## BRANO DI TESTO:
....

L’unica inversione di tendenza – piaccia o meno – nell’ultimo mezzo secolo è stata la decisione di questo governo di voler mantenere il rapporto deficit/Pil al 2,4% peraltro di gran lunga inferiore ai Pil degli ultimi otto anni che sono stati i seguenti: 5,3% nel 2009; 4,2% nel 2010; 3,7% nel 2011; 2,9% nel 2012; 2,9% nel 2013; 3% nel 2014; 2,6% nel 2015; 2,5% nel 2016; 2,1% nel 2017. Anzi, Renzi nel 2017 propugnava addirittura un patto con Bruxelles per stare intorno al 2,9% per almeno cinque anni. D’altronde, dopo la rivolta dei gilet gialli, è proprio questo che si accinge a fare la Francia di quel Macron idolatrato dalle multinazionali, dall’Unione europea e dal commissario Pierre Moscovici.

Purtroppo, sembra che la Francia in campo economico possa fare cose a noi negate, sicché ora che sono potenzialmente disponibili trenta miliardi di euro da mettere in circolazione a sostegno dei ceti deboli, sia l’Unione europea, sia l’opposizione interna (che si definisce in massima parte di sinistra) stanno facendo una guerra senza quartiere al governo gialloverde… fosse mai che la manovra dovesse davvero riuscire.

Tuttavia, a preoccuparci non è la finanziaria comunque concepita da questo governo, e neppure la pretesa di chi vorrebbe sostituirla con una delle ricette che non hanno funzionato fin qui, a preoccuparci è il fatto che la nostra classe politica continua ad essere, diciamo così, inadeguata. Sì, perché i problemi economici che hanno messo in ginocchio il Paese non possono essere affrontati in chiave ideologica come si sta invece facendo in nome di quelle contrapposizioni politiche che caratterizzarono sia il tardo Ottocento che tutto il Novecento. È bene che lo si capisca una volta per tutte: il sogno di poter creare una perfetta società comunista o una perfetta società capitalista è morto, è kaputt per sempre!

....

## VOCI ESTRATTE:
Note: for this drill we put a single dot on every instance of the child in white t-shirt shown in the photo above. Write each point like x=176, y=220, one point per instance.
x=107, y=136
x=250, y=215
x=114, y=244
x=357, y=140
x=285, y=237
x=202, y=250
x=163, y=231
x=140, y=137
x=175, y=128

....

Traduci in inglese questa frase del brano sul rapporto deficit/Pil: "Anzi, Renzi nel 2017 propugnava addirittura un patto con Bruxelles per stare intorno al 2,9% per almeno cinque anni." Le voci non hanno alcun legame con il brano.

Indeed, in 2017 Renzi was even advocating a pact with Brussels to stay around 2.9% for at least five years.